> [Exercise instructions]:
Copy word for word the stretch of the statistical analysis text from "All recorded and" through "and relative frequency).".
━━ Text
Table 1: Table showing the investigation report.

▪Statistical analysis

All recorded and derived variables are presented using standard procedures (depending on the underlying distribution: for continuous data, sample size, mean, standard deviation (SD), minimum, median and maximum and upper and lower quartile; for categorical data, sample size, absolute and relative frequency).

For sample size 18, a two-sided 95% confidence interval for a single mean extends 0.46 from the observed mean, assuming that the standard deviation is known to be 1 and the confidence interval is based on the t- statistic. In other words, for each lancet the 95% confidence interval extends around 46% of the standard deviation from the observed mean. All data for background and demographic variables were listed by subject. For these parameters summary statistics or frequency tables (race, gender, type of diabetes and skin status) were provided. Efficacy analysis was conducted for the full analysis set (FAS) population principle. All subjects who were lanced with the same lancet and had a blood volume recorded are included in the analysis for that lancet. Efficacy data (blood volume and pain) was listed by subject and lancet.

Descriptive statistics and two-sided 95% confidence intervals based on the t-statistic was calculated for the capillary blood volume per lancet. A similar statistical analysis was performed for the pain perception data.
━━━━
━━ Information provided
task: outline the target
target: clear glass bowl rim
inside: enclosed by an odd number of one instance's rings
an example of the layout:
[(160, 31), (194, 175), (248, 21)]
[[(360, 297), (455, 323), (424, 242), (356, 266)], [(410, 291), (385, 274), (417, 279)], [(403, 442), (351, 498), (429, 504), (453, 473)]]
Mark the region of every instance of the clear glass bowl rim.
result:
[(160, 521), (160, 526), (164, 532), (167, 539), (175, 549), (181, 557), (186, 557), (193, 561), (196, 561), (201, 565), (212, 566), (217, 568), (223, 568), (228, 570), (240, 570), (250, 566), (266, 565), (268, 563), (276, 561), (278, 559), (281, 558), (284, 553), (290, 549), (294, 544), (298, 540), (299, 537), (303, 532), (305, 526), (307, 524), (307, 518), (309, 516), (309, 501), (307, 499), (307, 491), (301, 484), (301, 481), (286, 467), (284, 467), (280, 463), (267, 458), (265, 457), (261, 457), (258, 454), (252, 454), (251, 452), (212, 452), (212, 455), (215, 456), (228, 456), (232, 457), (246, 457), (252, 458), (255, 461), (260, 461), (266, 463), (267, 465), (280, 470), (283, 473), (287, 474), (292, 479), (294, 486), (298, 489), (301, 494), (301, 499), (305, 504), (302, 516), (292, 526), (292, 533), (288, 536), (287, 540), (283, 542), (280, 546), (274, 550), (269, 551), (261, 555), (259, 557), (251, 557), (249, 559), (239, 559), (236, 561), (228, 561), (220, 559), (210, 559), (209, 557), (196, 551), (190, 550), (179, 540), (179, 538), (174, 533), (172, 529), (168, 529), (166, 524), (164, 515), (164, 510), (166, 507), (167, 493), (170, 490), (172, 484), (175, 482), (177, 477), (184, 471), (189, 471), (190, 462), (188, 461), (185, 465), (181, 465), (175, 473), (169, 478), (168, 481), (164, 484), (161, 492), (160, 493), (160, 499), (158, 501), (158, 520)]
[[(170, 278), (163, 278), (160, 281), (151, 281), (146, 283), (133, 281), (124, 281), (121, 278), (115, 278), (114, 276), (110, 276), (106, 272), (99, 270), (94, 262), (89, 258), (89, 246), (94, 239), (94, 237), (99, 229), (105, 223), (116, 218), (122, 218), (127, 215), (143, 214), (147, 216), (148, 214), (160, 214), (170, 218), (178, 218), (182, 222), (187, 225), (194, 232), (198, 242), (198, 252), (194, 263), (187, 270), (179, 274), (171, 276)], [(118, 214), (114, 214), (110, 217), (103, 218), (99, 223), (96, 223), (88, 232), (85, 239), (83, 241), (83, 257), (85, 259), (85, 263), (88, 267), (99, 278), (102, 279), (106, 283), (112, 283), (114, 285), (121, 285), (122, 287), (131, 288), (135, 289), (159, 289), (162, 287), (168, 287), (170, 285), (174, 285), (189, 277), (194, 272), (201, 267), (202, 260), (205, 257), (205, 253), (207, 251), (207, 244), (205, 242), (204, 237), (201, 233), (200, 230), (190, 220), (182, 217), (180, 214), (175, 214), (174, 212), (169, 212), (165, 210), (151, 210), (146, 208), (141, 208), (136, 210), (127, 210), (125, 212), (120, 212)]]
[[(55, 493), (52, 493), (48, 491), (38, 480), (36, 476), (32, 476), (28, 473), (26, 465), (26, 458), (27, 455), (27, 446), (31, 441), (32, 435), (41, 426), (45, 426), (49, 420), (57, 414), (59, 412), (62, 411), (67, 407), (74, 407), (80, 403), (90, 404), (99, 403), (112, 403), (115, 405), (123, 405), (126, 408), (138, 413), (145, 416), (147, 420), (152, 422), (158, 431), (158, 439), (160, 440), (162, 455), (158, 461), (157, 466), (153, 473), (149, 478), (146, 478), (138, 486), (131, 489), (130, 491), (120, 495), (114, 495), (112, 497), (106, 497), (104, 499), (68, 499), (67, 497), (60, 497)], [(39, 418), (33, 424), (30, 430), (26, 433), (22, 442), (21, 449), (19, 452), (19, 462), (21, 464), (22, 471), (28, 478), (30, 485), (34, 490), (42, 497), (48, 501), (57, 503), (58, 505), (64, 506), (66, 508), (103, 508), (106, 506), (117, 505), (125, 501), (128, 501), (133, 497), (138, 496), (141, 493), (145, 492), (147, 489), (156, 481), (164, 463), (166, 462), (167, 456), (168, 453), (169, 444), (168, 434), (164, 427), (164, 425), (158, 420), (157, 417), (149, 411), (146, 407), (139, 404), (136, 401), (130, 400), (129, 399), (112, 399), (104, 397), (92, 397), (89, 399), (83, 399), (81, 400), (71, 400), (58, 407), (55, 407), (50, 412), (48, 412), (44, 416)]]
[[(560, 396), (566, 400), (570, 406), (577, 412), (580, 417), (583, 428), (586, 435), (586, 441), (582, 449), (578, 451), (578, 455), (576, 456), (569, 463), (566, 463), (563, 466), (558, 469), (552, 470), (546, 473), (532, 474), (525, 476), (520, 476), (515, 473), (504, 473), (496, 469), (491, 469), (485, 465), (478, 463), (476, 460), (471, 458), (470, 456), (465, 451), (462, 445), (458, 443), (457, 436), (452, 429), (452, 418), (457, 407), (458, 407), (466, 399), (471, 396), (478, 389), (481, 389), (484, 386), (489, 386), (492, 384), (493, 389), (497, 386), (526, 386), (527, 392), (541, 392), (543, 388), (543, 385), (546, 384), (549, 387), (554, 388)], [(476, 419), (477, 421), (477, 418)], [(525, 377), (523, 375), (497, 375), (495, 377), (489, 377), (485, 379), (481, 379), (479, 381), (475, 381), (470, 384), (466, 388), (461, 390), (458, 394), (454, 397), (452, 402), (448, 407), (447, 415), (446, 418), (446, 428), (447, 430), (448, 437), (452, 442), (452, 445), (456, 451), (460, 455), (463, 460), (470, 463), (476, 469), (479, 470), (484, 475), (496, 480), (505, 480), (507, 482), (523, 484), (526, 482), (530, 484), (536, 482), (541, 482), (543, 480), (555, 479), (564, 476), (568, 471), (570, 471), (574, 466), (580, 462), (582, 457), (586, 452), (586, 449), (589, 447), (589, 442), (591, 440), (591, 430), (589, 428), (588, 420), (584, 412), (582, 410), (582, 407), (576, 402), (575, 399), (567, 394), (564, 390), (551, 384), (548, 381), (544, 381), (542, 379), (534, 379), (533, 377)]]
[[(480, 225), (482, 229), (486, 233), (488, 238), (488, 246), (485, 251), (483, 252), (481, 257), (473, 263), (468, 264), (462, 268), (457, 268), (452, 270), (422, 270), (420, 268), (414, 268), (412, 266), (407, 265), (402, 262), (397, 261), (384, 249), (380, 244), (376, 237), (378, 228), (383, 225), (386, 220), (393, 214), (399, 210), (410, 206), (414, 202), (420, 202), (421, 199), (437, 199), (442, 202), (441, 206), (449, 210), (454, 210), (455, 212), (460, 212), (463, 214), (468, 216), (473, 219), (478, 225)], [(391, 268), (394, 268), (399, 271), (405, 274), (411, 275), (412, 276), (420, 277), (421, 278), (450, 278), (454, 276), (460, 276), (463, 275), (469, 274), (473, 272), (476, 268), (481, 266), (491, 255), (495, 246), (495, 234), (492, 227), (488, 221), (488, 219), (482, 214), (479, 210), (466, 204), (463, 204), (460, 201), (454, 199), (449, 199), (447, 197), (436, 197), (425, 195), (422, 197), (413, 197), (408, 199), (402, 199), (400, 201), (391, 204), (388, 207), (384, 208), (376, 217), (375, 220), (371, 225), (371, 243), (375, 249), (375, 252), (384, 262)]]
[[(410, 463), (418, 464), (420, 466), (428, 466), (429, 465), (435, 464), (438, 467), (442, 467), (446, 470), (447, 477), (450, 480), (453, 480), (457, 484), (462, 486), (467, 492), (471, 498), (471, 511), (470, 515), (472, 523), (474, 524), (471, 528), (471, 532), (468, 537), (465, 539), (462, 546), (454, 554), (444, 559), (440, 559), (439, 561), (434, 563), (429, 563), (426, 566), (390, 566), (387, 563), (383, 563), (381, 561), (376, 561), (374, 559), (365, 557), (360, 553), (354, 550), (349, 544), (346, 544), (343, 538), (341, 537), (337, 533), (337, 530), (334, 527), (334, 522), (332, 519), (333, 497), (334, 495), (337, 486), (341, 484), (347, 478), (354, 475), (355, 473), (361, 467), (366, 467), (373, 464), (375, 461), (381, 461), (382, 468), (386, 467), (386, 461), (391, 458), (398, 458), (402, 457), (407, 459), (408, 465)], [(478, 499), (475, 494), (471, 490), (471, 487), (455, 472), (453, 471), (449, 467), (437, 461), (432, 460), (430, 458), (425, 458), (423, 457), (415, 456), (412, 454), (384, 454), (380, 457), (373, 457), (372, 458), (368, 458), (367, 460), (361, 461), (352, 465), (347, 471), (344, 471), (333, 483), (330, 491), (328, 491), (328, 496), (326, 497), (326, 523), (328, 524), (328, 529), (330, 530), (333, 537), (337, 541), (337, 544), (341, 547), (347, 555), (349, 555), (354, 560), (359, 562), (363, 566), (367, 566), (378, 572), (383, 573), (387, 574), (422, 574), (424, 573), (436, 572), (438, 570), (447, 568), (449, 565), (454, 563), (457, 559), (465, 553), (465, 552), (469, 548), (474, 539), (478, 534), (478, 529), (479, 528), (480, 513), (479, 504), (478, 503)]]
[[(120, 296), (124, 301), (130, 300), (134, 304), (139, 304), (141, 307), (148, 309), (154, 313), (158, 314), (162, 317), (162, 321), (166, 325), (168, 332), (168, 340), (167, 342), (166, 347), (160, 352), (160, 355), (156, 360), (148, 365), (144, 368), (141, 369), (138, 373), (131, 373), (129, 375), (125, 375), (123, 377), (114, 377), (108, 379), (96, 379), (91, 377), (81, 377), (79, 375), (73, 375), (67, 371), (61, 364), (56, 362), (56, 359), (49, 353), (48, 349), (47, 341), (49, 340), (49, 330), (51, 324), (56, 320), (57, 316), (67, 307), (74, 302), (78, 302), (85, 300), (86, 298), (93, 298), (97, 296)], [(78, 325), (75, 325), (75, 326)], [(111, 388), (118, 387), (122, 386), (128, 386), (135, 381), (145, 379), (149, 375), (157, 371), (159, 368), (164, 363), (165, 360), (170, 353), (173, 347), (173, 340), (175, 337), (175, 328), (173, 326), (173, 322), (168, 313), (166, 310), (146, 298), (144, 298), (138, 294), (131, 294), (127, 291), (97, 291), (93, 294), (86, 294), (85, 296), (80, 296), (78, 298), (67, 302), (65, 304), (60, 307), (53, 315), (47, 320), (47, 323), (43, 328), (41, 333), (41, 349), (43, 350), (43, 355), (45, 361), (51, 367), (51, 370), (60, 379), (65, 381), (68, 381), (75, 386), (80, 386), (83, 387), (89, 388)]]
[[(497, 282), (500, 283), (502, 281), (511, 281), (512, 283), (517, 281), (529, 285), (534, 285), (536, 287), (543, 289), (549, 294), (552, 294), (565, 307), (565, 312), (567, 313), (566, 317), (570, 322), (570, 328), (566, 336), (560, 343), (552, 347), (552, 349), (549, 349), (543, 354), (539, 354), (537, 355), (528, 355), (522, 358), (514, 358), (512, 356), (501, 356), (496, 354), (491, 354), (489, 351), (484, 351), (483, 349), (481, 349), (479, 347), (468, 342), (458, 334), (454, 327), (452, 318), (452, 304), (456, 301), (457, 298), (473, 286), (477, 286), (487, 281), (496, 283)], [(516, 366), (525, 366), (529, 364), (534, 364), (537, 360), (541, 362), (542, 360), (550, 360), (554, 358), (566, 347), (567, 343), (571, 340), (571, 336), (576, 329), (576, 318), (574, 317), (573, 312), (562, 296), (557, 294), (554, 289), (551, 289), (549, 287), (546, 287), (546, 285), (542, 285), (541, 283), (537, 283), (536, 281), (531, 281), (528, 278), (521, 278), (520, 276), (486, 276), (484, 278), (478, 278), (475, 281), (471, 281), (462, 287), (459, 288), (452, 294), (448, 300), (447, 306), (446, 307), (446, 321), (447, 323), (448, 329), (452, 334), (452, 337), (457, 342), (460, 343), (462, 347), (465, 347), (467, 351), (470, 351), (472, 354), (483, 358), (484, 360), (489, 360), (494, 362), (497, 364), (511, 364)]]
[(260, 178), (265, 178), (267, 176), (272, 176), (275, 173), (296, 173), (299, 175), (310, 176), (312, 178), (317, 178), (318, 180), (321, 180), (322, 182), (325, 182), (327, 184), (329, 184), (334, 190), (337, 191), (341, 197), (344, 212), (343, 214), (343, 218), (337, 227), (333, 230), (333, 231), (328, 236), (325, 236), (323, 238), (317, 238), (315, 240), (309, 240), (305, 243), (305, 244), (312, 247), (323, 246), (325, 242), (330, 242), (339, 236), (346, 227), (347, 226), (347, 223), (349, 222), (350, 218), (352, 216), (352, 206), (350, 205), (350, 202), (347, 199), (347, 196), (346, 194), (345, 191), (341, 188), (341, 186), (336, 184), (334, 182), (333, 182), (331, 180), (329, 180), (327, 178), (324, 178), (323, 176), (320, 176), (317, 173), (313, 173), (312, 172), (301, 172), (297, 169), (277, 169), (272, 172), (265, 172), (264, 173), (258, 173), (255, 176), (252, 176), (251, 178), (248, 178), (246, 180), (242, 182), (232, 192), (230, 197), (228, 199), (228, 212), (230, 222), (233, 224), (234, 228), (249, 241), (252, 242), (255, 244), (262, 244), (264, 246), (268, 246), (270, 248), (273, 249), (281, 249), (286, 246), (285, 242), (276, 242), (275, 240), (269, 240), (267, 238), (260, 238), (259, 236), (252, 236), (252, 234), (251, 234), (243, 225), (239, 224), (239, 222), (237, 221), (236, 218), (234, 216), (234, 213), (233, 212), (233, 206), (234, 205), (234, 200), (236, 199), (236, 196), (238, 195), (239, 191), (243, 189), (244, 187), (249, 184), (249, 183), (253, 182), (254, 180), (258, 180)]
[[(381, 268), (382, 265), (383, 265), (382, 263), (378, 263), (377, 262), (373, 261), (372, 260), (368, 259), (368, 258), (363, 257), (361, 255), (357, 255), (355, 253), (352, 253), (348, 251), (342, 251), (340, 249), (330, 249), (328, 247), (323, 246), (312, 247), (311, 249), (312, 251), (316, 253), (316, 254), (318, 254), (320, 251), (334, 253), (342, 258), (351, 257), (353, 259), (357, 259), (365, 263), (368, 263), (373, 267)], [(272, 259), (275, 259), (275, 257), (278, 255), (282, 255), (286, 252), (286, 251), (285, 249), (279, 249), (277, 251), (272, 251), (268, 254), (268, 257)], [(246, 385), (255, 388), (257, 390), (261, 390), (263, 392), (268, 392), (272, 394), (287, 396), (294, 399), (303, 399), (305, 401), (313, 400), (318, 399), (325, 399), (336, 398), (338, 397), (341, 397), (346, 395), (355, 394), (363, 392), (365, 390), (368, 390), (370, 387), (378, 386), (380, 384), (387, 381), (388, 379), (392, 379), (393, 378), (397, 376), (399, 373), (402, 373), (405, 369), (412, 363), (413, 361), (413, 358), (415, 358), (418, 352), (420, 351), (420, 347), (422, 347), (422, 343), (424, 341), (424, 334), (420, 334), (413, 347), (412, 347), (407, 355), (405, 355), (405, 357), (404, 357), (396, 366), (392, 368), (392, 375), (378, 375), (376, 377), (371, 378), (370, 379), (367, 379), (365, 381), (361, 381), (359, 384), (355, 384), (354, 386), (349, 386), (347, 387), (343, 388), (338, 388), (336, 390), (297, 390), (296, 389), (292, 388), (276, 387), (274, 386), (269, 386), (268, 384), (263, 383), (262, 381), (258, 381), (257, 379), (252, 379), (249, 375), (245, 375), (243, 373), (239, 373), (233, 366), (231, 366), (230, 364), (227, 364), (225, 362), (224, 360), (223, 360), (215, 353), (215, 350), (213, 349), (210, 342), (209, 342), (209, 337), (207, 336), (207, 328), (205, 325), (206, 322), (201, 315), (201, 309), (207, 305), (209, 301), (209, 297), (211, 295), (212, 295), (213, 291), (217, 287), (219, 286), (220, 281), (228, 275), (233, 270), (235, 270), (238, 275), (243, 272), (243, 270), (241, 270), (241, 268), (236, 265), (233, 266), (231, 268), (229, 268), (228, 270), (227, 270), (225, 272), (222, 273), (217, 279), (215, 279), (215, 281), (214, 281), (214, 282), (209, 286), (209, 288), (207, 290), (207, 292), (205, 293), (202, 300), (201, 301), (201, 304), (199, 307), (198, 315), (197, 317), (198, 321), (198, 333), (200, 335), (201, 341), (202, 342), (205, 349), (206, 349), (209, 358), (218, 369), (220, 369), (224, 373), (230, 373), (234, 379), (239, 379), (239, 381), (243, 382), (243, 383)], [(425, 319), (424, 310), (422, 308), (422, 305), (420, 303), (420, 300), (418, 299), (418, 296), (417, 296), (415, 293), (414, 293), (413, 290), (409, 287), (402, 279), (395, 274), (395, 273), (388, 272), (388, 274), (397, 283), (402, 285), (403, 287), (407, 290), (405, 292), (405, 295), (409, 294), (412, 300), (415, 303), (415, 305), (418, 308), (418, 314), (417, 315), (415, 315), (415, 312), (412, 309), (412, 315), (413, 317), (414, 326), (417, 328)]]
━━━━
> [Result for this exercise]:
All recorded and derived variables are presented using standard procedures (depending on the underlying distribution: for continuous data, sample size, mean, standard deviation (SD), minimum, median and maximum and upper and lower quartile; for categorical data, sample size, absolute and relative frequency).